Given instruction 1: Identify every line in the records below that contains the word "hazy".

Source text:
--

- Original album artwork by Mark Ryden

Studio album by REO Speedwagon
- Released: July 30, 1990
- Recorded: September 3, 1989 – May 31, 1990
- Studios: Ocean Way Recording (Hollywood, California) One On One Studios (North Hollywood, California) Encore Studios (Burbank, California)
- Genre: Rock
- Length: 46:26
- Label: Epic
- Producers: Kevin Cronin, Jesse Harms, Tom Lord-Alge, Jim Scott

REO Speedwagon chronology
| The Hits (1988) | The Earth, a Small Man, His Dog and a Chicken (1990) | Building the Bridge (1996) |

= The Earth, a Small Man, His Dog and a Chicken =

The Earth, a Small Man, His Dog and a Chicken is the thirteenth studio album by REO Speedwagon, and was released in 1990.

It marked the end of their contract with Epic Records and is, to date, the last REO album to chart, peaking at No. 129 on the Billboard 200. The song "Love Is a Rock" reached No. 65 on Billboard's Hot 100, and "Live It Up" reached No. 6 on Billboard's Hot Mainstream Rock Tracks. "Go For Broke" was written for the film Days of Thunder but ultimately not used.

--

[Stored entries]
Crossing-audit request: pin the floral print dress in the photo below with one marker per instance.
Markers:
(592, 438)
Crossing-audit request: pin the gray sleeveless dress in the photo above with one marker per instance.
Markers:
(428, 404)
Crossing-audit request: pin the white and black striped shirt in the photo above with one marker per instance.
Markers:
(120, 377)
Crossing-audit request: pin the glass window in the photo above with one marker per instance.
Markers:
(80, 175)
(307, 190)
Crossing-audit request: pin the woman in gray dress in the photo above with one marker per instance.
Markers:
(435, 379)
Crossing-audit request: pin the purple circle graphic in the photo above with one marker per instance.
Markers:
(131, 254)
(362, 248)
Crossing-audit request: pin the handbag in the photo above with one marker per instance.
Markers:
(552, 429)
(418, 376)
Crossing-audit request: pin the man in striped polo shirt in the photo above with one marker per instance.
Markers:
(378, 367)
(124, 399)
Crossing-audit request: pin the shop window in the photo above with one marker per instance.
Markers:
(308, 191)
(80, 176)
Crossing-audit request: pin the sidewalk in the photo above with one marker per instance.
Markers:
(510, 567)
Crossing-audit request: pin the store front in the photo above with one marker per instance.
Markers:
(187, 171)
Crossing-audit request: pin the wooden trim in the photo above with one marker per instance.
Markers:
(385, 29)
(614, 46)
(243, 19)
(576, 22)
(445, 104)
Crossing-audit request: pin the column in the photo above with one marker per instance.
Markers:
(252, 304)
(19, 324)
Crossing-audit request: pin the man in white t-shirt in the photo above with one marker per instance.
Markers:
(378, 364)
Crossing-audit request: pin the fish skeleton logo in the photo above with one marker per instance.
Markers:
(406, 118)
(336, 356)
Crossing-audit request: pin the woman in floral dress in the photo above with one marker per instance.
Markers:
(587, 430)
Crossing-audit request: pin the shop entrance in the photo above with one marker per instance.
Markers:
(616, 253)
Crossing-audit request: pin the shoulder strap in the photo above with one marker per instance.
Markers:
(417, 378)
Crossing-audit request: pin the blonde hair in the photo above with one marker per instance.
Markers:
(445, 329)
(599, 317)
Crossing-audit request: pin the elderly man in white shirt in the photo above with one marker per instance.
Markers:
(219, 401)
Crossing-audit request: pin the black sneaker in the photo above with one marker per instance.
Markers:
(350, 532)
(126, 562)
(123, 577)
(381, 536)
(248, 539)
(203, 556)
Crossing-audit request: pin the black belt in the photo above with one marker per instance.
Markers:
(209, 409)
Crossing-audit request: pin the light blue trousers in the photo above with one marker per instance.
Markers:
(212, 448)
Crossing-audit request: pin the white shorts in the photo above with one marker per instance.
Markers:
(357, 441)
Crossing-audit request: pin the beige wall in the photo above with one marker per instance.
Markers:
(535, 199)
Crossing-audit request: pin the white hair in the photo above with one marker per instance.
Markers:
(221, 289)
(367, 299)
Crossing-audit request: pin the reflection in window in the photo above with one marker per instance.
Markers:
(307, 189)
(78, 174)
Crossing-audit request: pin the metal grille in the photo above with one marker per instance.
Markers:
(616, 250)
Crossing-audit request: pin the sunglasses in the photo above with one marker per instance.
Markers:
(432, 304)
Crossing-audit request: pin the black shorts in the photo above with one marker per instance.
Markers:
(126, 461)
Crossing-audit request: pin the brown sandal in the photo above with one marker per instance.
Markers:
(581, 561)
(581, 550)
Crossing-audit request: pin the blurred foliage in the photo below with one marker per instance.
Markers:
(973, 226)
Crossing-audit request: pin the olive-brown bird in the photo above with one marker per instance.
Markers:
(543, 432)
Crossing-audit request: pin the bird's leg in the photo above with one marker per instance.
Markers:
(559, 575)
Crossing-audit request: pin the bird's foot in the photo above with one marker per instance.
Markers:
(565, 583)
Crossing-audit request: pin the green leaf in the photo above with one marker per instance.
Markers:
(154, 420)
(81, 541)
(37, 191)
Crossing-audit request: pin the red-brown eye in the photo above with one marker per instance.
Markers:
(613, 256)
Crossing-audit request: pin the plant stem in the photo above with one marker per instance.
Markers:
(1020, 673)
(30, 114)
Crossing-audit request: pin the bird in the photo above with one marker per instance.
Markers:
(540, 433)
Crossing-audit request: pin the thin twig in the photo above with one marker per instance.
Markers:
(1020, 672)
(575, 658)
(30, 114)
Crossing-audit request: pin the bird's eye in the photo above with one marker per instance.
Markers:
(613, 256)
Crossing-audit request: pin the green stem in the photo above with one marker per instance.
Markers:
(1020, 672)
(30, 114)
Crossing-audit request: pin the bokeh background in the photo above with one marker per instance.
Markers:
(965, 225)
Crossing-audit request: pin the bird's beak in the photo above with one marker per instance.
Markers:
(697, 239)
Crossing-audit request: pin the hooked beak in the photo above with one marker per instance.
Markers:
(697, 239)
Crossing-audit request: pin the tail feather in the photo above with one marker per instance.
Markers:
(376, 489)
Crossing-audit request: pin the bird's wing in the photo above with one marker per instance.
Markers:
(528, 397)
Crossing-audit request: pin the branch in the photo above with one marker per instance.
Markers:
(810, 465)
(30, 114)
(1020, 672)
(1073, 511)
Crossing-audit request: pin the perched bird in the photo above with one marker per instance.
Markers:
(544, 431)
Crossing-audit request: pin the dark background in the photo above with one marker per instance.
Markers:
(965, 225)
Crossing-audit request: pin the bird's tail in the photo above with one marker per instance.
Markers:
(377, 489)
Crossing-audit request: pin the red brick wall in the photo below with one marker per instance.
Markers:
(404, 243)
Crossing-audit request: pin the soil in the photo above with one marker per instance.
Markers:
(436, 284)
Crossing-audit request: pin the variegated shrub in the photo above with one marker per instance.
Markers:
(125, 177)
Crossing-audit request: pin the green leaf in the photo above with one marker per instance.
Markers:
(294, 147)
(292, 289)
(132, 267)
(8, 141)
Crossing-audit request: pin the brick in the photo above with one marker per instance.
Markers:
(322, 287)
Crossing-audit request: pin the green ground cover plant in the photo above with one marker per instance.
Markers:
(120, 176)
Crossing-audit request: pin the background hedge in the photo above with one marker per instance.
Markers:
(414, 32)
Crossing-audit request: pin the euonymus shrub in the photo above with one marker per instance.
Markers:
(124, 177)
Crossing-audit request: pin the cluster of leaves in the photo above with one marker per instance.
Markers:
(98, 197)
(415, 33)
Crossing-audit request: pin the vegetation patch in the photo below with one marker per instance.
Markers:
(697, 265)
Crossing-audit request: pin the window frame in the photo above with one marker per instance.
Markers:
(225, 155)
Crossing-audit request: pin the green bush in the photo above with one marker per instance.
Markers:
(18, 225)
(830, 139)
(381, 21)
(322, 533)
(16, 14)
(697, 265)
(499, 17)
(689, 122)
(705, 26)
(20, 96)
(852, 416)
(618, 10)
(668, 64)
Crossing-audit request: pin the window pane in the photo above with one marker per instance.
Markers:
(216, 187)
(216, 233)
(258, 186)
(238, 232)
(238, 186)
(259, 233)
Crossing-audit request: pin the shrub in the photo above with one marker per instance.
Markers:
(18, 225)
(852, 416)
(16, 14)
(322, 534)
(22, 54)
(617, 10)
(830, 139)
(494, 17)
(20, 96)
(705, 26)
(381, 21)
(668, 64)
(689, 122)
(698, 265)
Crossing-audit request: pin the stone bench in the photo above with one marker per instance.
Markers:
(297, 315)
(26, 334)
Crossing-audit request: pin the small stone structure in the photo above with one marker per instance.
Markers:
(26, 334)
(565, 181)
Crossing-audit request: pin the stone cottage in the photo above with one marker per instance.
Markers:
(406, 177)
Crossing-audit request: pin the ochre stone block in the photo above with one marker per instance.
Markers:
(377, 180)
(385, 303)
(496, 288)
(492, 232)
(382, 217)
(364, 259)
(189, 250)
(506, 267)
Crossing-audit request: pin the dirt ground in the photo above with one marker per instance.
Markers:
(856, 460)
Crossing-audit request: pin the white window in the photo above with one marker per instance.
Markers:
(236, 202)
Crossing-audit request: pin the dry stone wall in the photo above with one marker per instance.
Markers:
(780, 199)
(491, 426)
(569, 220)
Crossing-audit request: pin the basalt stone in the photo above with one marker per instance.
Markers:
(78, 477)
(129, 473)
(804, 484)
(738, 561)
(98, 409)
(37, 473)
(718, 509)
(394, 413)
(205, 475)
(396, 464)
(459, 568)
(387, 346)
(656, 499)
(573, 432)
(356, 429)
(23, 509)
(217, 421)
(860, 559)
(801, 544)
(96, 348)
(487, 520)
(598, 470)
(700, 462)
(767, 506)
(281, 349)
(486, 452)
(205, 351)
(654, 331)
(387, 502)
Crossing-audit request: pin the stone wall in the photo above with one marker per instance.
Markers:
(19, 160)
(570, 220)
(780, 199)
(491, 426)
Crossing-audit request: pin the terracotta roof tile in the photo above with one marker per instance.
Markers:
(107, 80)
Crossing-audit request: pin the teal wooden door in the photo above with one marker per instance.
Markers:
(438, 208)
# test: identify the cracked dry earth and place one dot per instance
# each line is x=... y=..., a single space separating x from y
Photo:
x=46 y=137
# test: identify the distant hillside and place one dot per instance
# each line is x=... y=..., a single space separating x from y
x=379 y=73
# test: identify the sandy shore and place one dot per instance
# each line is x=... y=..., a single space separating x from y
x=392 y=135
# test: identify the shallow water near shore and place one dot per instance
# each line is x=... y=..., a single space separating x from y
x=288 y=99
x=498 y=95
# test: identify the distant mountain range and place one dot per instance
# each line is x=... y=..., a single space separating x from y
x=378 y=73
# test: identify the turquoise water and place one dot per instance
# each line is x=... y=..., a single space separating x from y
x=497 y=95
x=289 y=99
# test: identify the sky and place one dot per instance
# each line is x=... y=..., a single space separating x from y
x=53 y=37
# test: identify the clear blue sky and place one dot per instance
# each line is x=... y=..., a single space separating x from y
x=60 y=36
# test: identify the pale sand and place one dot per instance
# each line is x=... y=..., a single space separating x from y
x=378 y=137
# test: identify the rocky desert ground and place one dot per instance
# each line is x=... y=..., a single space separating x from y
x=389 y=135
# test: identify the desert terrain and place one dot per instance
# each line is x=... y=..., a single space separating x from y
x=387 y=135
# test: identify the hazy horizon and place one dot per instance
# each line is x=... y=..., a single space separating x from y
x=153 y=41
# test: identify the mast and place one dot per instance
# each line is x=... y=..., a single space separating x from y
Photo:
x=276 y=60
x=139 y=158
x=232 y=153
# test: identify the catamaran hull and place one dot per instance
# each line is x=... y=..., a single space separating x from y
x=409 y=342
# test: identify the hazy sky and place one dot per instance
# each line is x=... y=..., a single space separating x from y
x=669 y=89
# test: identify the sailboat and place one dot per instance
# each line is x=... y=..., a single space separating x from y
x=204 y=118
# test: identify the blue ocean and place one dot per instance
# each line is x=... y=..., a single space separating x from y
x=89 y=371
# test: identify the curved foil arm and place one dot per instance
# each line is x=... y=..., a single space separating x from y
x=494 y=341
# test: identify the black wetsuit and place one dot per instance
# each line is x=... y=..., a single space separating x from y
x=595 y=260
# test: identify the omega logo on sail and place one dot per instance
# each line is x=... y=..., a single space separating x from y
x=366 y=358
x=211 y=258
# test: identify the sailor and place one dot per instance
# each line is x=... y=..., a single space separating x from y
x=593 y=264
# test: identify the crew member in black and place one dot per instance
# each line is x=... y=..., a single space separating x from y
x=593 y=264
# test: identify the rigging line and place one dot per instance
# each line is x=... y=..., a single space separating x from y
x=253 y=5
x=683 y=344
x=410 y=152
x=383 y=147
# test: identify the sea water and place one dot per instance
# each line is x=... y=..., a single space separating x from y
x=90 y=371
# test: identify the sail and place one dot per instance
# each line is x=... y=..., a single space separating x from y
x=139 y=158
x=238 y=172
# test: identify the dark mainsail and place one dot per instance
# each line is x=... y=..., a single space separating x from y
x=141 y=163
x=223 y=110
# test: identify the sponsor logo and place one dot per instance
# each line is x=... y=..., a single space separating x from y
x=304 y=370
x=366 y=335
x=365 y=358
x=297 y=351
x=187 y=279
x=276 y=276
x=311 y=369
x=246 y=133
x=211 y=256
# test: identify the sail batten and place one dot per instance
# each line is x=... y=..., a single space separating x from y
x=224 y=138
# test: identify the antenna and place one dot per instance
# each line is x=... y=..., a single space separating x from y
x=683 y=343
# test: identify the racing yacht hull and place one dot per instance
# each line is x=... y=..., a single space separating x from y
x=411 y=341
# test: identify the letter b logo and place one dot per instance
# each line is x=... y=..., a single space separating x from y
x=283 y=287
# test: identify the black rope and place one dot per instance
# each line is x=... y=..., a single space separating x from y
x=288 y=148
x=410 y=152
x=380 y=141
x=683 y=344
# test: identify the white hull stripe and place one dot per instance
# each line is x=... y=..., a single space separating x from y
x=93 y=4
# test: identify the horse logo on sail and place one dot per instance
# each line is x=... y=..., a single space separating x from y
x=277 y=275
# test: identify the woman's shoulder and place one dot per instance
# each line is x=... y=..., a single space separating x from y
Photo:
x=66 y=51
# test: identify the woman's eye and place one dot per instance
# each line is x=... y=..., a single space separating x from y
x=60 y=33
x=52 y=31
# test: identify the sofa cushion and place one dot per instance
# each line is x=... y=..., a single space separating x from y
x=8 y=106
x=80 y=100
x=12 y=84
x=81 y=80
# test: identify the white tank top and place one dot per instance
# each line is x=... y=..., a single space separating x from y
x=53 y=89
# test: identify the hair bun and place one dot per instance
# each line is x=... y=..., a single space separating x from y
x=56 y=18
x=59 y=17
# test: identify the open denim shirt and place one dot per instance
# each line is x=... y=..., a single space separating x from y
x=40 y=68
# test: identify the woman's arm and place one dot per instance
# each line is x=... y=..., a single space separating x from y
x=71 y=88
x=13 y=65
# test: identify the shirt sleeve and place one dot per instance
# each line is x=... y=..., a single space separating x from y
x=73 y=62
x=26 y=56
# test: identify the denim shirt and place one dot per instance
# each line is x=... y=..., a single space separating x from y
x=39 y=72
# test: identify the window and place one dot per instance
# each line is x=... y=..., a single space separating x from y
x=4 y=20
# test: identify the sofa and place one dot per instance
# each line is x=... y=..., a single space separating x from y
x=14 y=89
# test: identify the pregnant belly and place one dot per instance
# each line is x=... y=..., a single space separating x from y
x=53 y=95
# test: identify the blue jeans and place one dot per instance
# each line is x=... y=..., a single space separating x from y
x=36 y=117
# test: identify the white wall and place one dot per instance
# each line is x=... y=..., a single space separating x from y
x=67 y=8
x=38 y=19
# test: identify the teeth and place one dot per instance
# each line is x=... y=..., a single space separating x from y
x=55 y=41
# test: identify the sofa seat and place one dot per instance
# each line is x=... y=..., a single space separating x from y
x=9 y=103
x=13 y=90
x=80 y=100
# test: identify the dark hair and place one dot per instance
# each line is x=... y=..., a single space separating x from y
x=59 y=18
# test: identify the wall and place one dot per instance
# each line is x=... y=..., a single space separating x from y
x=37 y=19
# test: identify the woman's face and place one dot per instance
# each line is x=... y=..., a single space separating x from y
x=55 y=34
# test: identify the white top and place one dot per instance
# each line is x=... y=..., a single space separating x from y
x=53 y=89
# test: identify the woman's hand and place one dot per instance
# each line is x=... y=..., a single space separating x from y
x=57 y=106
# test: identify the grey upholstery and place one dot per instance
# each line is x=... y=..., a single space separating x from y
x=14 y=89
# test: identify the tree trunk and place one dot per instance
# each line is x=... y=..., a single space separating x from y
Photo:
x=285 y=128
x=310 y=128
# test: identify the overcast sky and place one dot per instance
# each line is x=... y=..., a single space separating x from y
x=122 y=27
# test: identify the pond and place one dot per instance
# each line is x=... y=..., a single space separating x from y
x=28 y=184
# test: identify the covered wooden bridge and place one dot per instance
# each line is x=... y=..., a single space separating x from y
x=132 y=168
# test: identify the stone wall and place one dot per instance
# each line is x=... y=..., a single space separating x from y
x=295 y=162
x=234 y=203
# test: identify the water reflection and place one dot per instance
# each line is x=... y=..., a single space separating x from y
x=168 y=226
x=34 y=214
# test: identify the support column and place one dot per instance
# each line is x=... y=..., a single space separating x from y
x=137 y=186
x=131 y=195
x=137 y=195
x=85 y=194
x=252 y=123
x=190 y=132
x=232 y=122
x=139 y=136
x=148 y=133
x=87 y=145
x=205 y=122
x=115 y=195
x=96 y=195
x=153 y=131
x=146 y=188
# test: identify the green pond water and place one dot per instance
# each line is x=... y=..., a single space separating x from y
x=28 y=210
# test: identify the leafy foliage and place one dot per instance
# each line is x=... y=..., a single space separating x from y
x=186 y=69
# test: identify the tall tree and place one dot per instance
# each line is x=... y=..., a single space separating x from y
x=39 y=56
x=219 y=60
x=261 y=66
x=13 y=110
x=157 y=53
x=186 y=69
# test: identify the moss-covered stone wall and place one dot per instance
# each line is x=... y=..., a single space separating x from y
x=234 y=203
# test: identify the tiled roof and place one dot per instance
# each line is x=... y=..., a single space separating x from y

--

Given instruction 2: Copy the stretch of the REO Speedwagon album text from "- Genre: Rock" through "released in 1990.".

Expected output 1:
# test: identify the hazy horizon and place one dot per instance
# test: identify the hazy sky and place one dot per instance

Expected output 2:
- Genre: Rock
- Length: 46:26
- Label: Epic
- Producers: Kevin Cronin, Jesse Harms, Tom Lord-Alge, Jim Scott

REO Speedwagon chronology
| The Hits (1988) | The Earth, a Small Man, His Dog and a Chicken (1990) | Building the Bridge (1996) |

= The Earth, a Small Man, His Dog and a Chicken =

The Earth, a Small Man, His Dog and a Chicken is the thirteenth studio album by REO Speedwagon, and was released in 1990.